Denúncia espontânea

A denúncia espontânea é um
instituto previsto no CTN por meio do qual o devedor, antes que o Fisco
instaure contra ele qualquer procedimento administrativo ou medida de
fiscalização, confessa para a Fazenda que praticou uma infração tributária e
paga os tributos em atraso e os juros de mora. Como “recompensa”, ele
ficará dispensado de pagar a multa.
A denúncia espontânea é também
chamada de “confissão espontânea” ou “autodenúncia”,
estando prevista no art. 138 do CTN:
Art. 138. A
responsabilidade é excluída pela denúncia espontânea da infração, acompanhada,
se for o caso, do pagamento do tributo devido e dos juros de mora, ou do
depósito da importância arbitrada pela autoridade administrativa, quando o
montante do tributo dependa de apuração.
Parágrafo único. Não se
considera espontânea a denúncia apresentada após o início de qualquer
procedimento administrativo ou medida de fiscalização, relacionados com a
infração.
+---+
Solicitação escrita 1: De acordo com o texto sobre denúncia espontânea, por que o devedor fica dispensado de pagar a multa? Responda em uma a três frases.
Solicitação escrita 2: Prossiga com o texto sobre denúncia espontânea a partir do ponto em que ele termina.
Os registros não têm nenhum papel nesta atividade.
+---+
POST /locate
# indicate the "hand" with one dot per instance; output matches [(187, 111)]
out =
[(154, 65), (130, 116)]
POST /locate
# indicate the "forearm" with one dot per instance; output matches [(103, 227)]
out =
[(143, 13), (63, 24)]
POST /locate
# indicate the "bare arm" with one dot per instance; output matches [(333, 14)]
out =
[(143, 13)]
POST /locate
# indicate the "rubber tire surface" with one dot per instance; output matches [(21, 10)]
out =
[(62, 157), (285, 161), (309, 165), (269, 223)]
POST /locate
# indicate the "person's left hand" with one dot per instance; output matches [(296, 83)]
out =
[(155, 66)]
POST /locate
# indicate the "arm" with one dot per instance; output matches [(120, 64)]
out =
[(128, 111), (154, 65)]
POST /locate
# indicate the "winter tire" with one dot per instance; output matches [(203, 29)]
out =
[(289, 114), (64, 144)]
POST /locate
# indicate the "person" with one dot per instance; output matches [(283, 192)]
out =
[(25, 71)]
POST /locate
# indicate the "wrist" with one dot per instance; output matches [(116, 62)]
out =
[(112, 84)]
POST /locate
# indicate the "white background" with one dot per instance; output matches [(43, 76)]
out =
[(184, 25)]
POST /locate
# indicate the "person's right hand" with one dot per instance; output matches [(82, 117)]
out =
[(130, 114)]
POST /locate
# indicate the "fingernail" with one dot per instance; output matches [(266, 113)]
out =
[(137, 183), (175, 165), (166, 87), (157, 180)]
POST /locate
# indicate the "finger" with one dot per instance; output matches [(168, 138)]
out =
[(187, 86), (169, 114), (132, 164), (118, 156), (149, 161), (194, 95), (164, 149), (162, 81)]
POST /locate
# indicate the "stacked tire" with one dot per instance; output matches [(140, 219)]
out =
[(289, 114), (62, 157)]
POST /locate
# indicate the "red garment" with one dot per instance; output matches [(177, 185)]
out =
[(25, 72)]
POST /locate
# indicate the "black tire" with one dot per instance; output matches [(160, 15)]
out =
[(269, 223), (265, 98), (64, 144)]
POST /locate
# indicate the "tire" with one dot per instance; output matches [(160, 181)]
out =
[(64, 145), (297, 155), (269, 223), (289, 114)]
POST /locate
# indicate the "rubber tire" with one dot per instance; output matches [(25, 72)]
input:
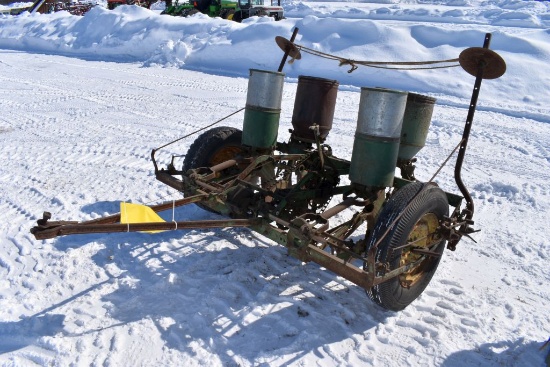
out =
[(206, 146), (415, 200)]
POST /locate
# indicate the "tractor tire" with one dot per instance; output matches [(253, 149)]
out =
[(419, 208), (212, 147)]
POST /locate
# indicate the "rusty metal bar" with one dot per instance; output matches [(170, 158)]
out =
[(84, 228), (466, 135), (331, 212)]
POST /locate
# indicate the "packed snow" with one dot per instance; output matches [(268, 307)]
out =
[(84, 100)]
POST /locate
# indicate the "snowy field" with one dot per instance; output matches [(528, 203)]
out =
[(85, 99)]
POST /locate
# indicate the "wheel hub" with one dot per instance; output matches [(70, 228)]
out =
[(423, 236)]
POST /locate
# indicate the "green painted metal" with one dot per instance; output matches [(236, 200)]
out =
[(260, 127), (416, 123), (373, 160)]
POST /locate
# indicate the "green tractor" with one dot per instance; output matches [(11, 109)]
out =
[(226, 9)]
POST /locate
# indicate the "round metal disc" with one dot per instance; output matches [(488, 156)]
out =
[(472, 58), (289, 47)]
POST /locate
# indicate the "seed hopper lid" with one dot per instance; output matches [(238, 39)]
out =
[(471, 59)]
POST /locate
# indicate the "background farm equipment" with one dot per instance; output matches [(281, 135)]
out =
[(226, 9), (354, 217)]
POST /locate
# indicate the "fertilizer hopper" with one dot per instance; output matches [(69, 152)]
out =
[(292, 191)]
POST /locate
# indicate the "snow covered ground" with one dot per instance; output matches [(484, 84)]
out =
[(85, 99)]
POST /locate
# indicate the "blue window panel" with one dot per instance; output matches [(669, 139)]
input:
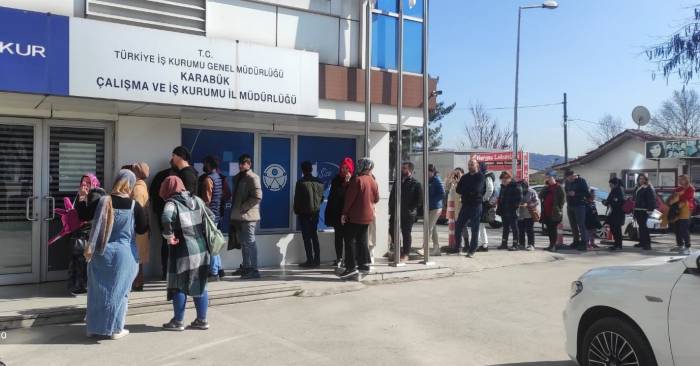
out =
[(326, 154), (225, 145), (275, 165), (388, 5), (384, 39), (416, 11), (413, 46)]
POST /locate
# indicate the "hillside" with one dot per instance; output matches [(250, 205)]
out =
[(542, 161)]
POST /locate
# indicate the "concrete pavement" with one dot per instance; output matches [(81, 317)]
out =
[(500, 316)]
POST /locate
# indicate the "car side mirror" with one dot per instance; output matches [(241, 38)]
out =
[(693, 260)]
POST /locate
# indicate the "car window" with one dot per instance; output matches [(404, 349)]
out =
[(601, 195)]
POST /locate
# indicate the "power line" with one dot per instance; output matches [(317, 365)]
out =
[(519, 107)]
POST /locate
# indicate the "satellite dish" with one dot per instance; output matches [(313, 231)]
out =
[(641, 116)]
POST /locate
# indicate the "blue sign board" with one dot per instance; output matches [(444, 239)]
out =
[(226, 146), (33, 52), (274, 175), (326, 154)]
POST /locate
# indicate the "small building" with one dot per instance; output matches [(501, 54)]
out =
[(447, 160), (625, 156)]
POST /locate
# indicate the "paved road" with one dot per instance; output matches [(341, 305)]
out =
[(504, 316)]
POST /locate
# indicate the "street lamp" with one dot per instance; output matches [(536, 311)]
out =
[(547, 4)]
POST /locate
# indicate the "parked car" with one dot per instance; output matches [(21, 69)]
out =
[(643, 314)]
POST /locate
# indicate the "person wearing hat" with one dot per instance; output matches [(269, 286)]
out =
[(577, 196), (436, 197), (616, 217), (552, 198), (181, 162), (334, 207)]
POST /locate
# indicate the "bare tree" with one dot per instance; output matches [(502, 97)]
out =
[(678, 116), (484, 132), (607, 128)]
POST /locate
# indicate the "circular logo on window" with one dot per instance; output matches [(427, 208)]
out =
[(275, 177)]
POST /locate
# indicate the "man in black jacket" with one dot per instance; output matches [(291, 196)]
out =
[(411, 198), (471, 188), (181, 160), (308, 195), (577, 196)]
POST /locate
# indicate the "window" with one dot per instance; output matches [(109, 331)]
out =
[(392, 6), (385, 31), (325, 153), (227, 146)]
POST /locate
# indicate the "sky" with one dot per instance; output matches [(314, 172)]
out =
[(591, 49)]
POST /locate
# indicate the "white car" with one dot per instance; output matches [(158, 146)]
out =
[(629, 228), (643, 314)]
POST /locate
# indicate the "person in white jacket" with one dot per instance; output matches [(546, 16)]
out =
[(489, 197)]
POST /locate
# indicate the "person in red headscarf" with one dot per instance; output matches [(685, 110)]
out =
[(336, 200)]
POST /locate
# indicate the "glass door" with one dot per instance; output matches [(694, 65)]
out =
[(72, 149), (20, 203)]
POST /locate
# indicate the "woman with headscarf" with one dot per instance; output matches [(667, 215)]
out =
[(454, 204), (189, 259), (88, 192), (116, 220), (143, 241), (358, 213), (334, 208)]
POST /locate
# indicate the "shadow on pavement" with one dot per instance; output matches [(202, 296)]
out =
[(540, 363), (69, 334)]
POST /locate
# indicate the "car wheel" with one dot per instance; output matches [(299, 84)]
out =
[(614, 341), (601, 233), (632, 233)]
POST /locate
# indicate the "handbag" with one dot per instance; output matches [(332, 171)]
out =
[(69, 220), (214, 237), (233, 242)]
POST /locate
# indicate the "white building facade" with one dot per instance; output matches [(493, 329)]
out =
[(624, 157), (89, 86)]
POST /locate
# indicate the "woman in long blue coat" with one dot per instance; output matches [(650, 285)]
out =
[(116, 219)]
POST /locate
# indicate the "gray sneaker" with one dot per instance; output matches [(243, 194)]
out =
[(174, 325), (199, 324)]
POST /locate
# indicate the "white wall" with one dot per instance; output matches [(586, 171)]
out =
[(379, 152), (331, 28), (152, 140), (309, 32), (628, 156), (60, 7), (242, 20)]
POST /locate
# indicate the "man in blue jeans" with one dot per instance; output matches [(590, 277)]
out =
[(308, 195), (577, 196), (245, 214), (470, 187)]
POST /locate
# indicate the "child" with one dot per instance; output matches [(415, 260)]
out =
[(592, 221)]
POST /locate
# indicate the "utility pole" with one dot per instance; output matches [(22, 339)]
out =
[(566, 137)]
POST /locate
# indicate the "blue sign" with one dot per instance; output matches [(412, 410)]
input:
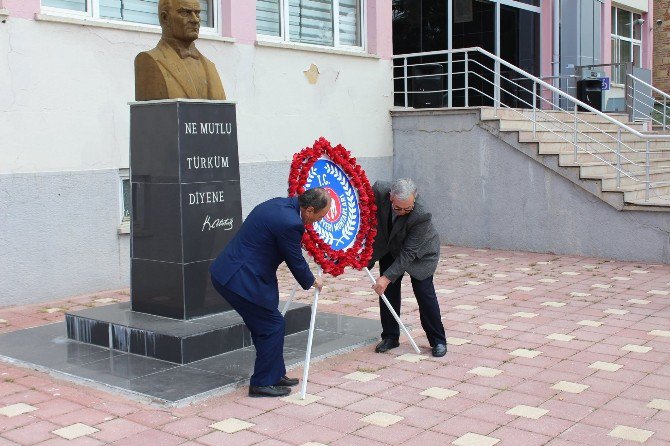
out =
[(341, 224), (605, 83)]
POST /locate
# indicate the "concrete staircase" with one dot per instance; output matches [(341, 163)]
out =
[(596, 157)]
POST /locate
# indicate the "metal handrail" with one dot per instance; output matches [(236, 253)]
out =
[(557, 93)]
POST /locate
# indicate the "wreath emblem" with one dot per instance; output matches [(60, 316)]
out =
[(344, 236)]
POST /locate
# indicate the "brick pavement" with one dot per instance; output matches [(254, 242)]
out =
[(543, 350)]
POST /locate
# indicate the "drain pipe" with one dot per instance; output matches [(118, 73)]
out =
[(556, 57)]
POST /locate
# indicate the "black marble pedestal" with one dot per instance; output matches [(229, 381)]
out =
[(117, 327), (185, 177)]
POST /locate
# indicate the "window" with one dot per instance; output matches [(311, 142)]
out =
[(125, 201), (333, 23), (136, 11), (626, 42)]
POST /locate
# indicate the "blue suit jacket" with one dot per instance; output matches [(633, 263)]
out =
[(271, 234)]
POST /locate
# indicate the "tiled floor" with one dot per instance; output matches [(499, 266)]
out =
[(543, 350)]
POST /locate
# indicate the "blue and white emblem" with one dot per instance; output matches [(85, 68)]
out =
[(340, 225)]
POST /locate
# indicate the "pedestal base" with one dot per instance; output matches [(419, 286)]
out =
[(119, 328)]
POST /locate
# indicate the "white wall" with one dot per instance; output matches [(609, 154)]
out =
[(64, 91)]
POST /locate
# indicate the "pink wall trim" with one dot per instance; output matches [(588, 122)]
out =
[(380, 28), (25, 9)]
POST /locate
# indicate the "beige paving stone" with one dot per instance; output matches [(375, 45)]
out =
[(659, 404), (493, 327), (525, 353), (485, 371), (16, 409), (75, 431), (439, 393), (589, 323), (231, 425), (606, 366), (53, 310), (363, 293), (560, 337), (411, 357), (495, 297), (471, 439), (631, 434), (636, 348), (361, 376), (382, 419), (457, 341), (616, 311), (570, 387), (296, 399), (527, 411), (106, 300)]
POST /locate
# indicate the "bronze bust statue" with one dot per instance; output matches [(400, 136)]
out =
[(175, 68)]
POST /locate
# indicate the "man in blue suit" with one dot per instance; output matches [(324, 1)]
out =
[(245, 274)]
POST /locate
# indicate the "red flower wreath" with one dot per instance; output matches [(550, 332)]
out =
[(359, 254)]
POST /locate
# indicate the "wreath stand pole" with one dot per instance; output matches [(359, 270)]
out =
[(395, 315), (310, 337), (290, 299)]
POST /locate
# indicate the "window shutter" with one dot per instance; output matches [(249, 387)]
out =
[(350, 14), (311, 21), (268, 21), (72, 5)]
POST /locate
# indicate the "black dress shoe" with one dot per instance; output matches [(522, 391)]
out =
[(386, 345), (268, 391), (439, 350), (287, 382)]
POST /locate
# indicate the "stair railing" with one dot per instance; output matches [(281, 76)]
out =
[(535, 99)]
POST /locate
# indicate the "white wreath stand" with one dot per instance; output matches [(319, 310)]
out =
[(310, 335)]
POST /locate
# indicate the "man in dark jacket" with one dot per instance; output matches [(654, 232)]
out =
[(406, 242), (245, 274)]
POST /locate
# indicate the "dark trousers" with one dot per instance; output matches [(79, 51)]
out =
[(429, 308), (267, 329)]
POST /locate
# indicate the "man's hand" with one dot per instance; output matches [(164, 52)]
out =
[(380, 285)]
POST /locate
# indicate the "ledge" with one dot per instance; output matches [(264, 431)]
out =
[(314, 49), (125, 26)]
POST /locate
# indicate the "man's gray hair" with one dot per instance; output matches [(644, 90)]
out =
[(316, 198), (403, 188)]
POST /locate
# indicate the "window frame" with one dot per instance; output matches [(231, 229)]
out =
[(284, 37), (92, 14), (617, 38)]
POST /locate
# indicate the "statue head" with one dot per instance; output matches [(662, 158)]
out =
[(180, 19)]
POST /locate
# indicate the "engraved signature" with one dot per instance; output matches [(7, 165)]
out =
[(225, 223)]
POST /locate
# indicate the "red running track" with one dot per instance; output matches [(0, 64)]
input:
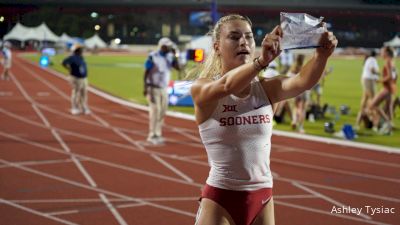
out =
[(56, 168)]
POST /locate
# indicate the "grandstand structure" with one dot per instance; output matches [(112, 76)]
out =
[(356, 23)]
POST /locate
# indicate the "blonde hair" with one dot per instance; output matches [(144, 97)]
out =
[(212, 65)]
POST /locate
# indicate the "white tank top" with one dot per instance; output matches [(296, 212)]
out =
[(237, 138)]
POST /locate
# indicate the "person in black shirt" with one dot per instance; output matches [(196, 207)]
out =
[(76, 66)]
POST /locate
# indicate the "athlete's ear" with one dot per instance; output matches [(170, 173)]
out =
[(216, 48)]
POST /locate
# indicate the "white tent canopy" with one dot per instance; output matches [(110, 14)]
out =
[(203, 42), (95, 41), (39, 33), (395, 42)]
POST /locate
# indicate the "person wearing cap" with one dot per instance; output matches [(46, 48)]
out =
[(76, 66), (7, 57), (156, 79)]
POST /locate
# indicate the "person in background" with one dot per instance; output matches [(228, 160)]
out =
[(7, 60), (77, 68), (234, 110), (300, 101), (282, 107), (156, 79), (370, 74), (385, 95)]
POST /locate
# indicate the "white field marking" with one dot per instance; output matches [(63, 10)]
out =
[(62, 94), (102, 162), (42, 93), (36, 212), (361, 146), (113, 210), (341, 190), (66, 148), (126, 137), (188, 135), (278, 202), (326, 198), (42, 162), (293, 196), (275, 132), (96, 200), (75, 211), (54, 132), (44, 81), (100, 120), (335, 156), (202, 156), (352, 192), (335, 170), (114, 144), (96, 189), (172, 168)]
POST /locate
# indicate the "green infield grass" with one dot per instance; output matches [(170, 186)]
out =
[(122, 76)]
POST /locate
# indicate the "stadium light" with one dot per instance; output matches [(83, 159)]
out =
[(117, 41)]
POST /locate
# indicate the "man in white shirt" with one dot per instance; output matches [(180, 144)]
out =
[(7, 57), (369, 76)]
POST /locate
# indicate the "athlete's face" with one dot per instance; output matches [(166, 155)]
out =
[(236, 44)]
+---+
Resultado 1: O devedor fica dispensado da multa como uma "recompensa". Antes que o Fisco instaure contra ele qualquer procedimento administrativo ou medida de fiscalização, ele confessa à Fazenda que praticou uma infração tributária e paga os tributos em atraso e os juros de mora.

Resultado 2:
Exclui tanto as multas punitivas
(de ofício) como as moratórias

A denúncia espontânea exclui
tanto as multas punitivas, como também as moratórias.
Razões que justificam a
existência do instituto

• Justificativa ética/axiológica:
valorizar o comportamento considerado moral e adequado de o infrator, de forma
espontânea, adiantar-se à Administração Tributária, denunciar-se e pagar o
tributo devido;

• Justificativa econômica:
trata-se de uma forma de reduzir os custos para a Administração Tributária, que
não precisará instaurar processo de fiscalização.
“O instituto da denúncia
espontânea, mais que um benefício direcionado ao contribuinte, que dele se
favorece ao ter excluída a responsabilidade pela multa, está direcionado à
Administração Tributária, que deve ser preservada de incorrer nos custos
administrativos relativos à fiscalização, constituição, administração e
cobrança do crédito. Para sua ocorrência, deve haver uma relação de troca entre
o custo de conformidade (custo suportado pelo contribuinte para se adequar ao
comportamento exigido pelo Fisco) e o custo administrativo (custo no qual
incorre a máquina estatal para as atividades acima elencadas) balanceado pela
regra prevista no art. 138 do CTN.” (Min. Mauro Campbell Marques, EREsp
1131090/RJ)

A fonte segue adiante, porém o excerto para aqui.